■ Vorliegender Text ■
====================

Brexit: Kann Johnson in Brüssel noch einen Deal erreichen?
Mit einem persönlichen Treffen in Brüssel wollen Boris Johnson und Ursula von der Leyen in letzter Sekunde doch noch einen Brexit-Handelspakt erreichen.
Das Wichtigste in Kürze
- Ende dieses Jahres endet die Brexit-Übergangsphase.
- Noch immer konnten sich EU und Grossbritannien nicht auf ein Handelsabkommen einigen.
- Nun will Johnson nach Brüssel reisen, um vielleicht doch noch einen Deal zu erreichen.
- Doch eine Einigung scheitert seit Monaten an den gleichen Streitpunkten.
Mit dem Jahreswechsel in gut drei Wochen ist es so weit: Die Übergangsphase des Brexits geht zu Ende. Ab Januar sollte eigentlich ein neues Handelsabkommen zwischen der EU und Grossbritannien in Kraft treten. Sollte.
Denn: Die Übergangphase hätte eigentlich dazu dienen sollen, eine Einigung zu erzielen. Doch dazu ist es noch immer nicht gekommen. Die Unterhändler waren zuletzt nicht mehr vorangekommen, seit Monaten kommen sie bei den gleichen drei Themen auf keinen grünen Zweig: Fischerei, faire Wettbewerbsbedingungen und Regeln zur Ahndung von Verstössen gegen das Abkommen.

====================

(Daten zur Punktlokalisierung)
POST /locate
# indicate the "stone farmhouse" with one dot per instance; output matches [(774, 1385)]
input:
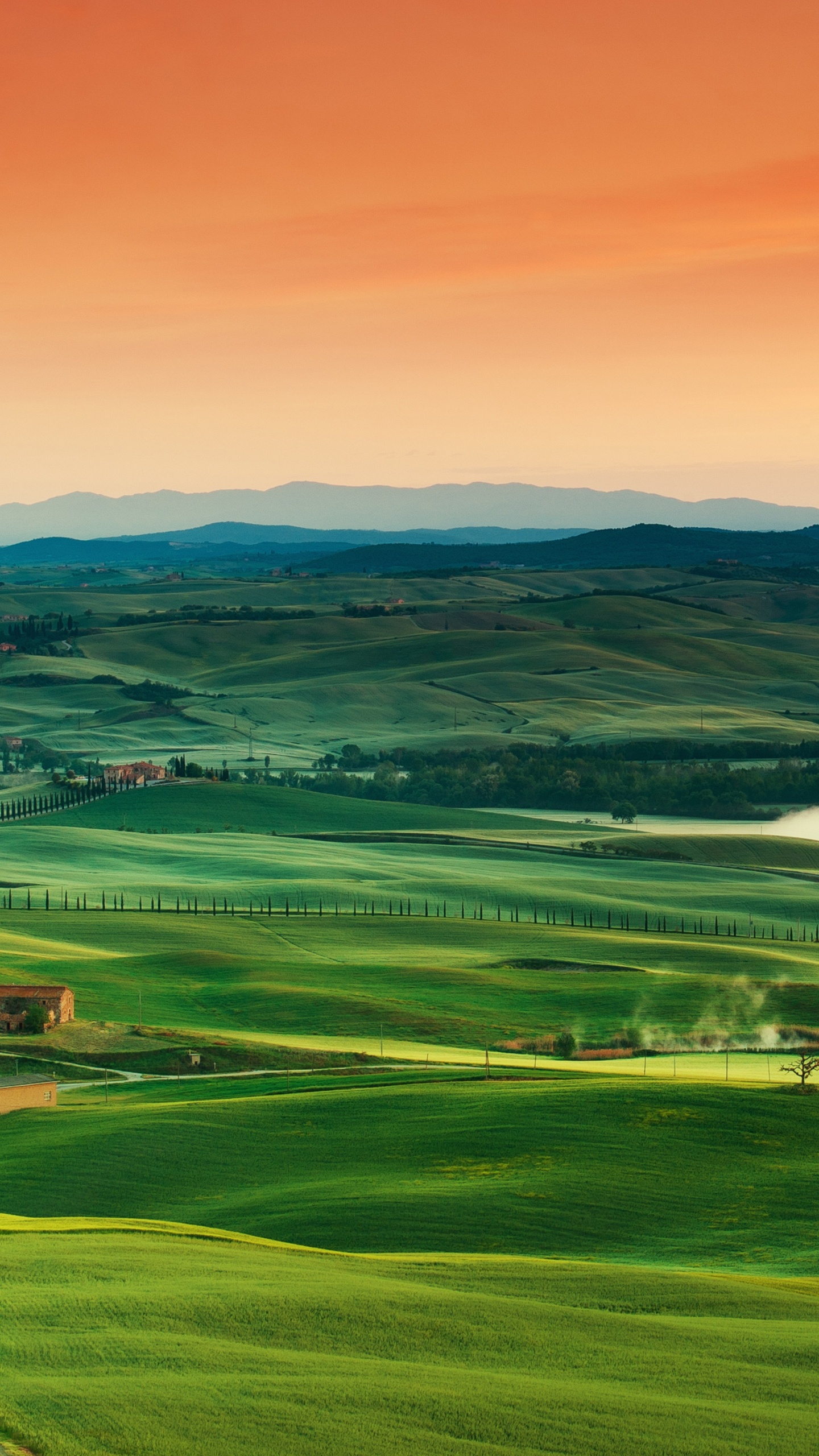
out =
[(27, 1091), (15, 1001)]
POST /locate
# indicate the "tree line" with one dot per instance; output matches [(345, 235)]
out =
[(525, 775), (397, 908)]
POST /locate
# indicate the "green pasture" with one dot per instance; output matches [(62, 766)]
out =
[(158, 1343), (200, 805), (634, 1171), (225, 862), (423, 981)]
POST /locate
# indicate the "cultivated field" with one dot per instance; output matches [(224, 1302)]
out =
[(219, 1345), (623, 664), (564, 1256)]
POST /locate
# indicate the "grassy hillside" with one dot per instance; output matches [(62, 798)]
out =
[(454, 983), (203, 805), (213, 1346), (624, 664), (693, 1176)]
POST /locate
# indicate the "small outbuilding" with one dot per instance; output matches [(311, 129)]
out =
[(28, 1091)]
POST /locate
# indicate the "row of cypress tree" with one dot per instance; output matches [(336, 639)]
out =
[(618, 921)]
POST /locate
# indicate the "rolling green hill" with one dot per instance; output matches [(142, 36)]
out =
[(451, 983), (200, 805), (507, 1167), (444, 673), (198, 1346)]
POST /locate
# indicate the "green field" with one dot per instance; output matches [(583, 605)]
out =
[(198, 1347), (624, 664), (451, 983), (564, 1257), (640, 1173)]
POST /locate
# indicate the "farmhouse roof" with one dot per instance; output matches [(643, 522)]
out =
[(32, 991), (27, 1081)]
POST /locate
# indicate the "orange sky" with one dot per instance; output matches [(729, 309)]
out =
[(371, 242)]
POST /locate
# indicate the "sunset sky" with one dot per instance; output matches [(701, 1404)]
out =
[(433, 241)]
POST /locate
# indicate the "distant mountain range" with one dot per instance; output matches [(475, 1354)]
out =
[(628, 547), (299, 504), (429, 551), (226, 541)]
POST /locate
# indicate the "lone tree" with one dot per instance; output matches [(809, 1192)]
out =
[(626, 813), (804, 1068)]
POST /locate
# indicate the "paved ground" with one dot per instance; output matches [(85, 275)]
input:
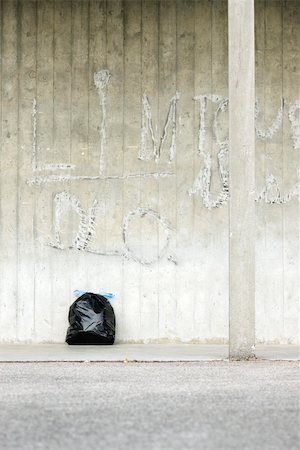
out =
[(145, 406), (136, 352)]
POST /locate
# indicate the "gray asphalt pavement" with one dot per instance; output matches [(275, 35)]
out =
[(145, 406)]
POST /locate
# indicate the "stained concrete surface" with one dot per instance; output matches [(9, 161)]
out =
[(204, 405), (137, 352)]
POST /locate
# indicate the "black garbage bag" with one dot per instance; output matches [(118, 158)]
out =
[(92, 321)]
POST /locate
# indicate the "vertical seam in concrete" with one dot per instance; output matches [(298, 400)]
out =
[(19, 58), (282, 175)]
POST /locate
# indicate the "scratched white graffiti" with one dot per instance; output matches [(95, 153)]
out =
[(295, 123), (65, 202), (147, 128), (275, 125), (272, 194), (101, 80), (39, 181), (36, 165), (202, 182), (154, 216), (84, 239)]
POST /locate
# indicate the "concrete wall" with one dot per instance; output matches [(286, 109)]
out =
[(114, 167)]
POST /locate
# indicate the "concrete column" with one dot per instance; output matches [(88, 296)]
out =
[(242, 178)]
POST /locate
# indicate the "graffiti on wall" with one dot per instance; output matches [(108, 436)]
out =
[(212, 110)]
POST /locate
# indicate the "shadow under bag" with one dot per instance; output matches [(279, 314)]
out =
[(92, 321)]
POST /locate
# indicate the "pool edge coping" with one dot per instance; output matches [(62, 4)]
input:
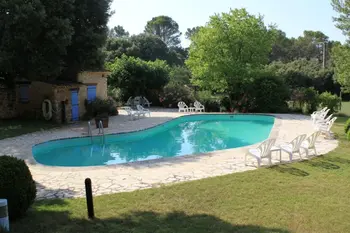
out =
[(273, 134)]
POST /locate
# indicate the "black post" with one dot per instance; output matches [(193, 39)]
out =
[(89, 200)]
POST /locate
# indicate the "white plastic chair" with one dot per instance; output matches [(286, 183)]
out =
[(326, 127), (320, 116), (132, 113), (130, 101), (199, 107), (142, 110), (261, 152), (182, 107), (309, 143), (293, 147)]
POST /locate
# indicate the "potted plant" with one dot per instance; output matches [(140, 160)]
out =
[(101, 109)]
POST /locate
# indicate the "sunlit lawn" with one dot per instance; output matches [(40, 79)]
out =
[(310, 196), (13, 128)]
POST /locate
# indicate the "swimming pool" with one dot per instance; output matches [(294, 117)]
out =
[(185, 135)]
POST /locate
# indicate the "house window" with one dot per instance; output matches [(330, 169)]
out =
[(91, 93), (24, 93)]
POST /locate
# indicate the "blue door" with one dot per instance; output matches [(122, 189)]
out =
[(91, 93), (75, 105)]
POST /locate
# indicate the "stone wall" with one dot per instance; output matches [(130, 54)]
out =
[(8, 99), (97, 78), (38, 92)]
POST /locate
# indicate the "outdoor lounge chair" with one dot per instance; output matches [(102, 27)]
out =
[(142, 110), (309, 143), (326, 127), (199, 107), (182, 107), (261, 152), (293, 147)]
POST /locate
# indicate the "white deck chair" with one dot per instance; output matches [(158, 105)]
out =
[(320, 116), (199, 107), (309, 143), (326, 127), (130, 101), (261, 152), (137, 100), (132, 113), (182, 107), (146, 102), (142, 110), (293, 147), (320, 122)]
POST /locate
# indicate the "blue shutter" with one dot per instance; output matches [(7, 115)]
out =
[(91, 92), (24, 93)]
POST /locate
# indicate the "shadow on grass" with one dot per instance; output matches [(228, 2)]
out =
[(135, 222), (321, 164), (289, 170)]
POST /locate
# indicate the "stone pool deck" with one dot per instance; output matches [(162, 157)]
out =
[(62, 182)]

====================

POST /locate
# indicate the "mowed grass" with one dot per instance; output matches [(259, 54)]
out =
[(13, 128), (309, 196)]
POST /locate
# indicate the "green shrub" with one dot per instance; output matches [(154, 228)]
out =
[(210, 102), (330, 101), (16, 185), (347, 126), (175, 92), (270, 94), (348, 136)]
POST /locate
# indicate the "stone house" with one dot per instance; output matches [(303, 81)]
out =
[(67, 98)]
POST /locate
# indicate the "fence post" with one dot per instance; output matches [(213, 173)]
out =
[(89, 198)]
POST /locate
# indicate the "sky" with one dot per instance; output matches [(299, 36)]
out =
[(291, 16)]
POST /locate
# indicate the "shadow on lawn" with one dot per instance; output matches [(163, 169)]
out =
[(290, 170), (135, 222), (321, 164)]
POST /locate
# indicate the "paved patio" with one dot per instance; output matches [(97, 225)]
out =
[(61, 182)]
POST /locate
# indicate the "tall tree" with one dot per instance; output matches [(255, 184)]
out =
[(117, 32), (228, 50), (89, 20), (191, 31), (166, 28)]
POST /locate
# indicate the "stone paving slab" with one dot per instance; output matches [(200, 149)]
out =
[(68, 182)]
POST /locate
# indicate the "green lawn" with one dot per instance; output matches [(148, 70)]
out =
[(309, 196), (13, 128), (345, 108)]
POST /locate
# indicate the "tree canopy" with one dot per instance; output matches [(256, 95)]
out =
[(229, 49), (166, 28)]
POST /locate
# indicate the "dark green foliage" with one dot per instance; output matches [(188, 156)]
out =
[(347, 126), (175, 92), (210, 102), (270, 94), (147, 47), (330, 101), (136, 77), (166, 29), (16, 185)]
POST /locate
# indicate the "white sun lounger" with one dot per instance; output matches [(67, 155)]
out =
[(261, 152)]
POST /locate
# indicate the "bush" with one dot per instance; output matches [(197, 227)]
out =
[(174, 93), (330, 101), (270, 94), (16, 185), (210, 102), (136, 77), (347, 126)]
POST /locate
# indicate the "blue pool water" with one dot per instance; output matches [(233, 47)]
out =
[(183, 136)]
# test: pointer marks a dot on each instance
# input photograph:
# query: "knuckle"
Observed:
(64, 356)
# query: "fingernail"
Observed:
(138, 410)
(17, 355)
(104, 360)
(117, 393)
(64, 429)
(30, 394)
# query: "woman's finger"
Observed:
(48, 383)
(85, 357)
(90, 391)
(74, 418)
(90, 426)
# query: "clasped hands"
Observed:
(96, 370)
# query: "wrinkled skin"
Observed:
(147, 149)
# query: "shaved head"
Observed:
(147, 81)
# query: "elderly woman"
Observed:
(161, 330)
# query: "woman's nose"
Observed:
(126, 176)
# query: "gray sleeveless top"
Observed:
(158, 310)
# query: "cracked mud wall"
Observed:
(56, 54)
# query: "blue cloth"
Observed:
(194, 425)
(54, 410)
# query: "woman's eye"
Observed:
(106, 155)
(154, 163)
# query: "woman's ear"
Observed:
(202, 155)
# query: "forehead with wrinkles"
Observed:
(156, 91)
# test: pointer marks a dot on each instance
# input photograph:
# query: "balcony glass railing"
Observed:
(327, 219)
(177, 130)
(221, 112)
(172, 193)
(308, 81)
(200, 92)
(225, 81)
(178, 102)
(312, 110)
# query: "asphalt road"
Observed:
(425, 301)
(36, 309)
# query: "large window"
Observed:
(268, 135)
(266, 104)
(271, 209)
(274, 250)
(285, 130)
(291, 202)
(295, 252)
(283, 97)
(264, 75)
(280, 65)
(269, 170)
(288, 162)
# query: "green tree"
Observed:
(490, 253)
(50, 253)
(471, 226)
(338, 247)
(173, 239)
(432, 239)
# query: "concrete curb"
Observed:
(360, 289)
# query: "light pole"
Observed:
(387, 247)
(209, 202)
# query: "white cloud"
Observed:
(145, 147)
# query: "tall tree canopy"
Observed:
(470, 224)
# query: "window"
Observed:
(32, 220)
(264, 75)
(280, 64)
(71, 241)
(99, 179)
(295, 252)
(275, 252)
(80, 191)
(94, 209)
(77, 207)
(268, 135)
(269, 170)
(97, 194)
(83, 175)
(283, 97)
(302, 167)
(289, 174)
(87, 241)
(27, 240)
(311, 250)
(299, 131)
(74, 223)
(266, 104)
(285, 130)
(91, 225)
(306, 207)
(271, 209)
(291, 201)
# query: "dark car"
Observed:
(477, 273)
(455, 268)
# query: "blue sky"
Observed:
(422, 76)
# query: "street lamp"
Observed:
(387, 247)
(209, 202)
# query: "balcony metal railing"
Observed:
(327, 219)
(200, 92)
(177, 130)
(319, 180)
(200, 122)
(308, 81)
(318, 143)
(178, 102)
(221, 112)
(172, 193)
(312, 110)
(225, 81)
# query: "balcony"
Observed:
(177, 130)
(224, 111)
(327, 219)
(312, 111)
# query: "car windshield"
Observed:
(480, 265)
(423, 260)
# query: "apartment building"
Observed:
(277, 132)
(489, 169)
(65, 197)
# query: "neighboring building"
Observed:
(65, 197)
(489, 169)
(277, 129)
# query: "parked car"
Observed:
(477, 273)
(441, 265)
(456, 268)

====================

■ Zu bearbeitende Aufgaben ■
a: Aktualisieren Sie im Brexit-Text die Passage, die mit „- Doch eine“ beginnt und bis einschließlich „Kraft treten. Sollte.“ reicht, und setzen Sie dabei „Konfliktpunkten“ anstelle von „Streitpunkten“ ein.
b: Bei welchen drei Themen kommen die Unterhändler laut dem Brexit-Text seit Monaten auf keinen grünen Zweig?

■ Gelöste Aufgaben ■
a:
- Doch eine Einigung scheitert seit Monaten an den gleichen Konfliktpunkten.
Mit dem Jahreswechsel in gut drei Wochen ist es so weit: Die Übergangsphase des Brexits geht zu Ende. Ab Januar sollte eigentlich ein neues Handelsabkommen zwischen der EU und Grossbritannien in Kraft treten. Sollte.

b: Fischerei, faire Wettbewerbsbedingungen und Regeln zur Ahndung von Verstössen gegen das Abkommen.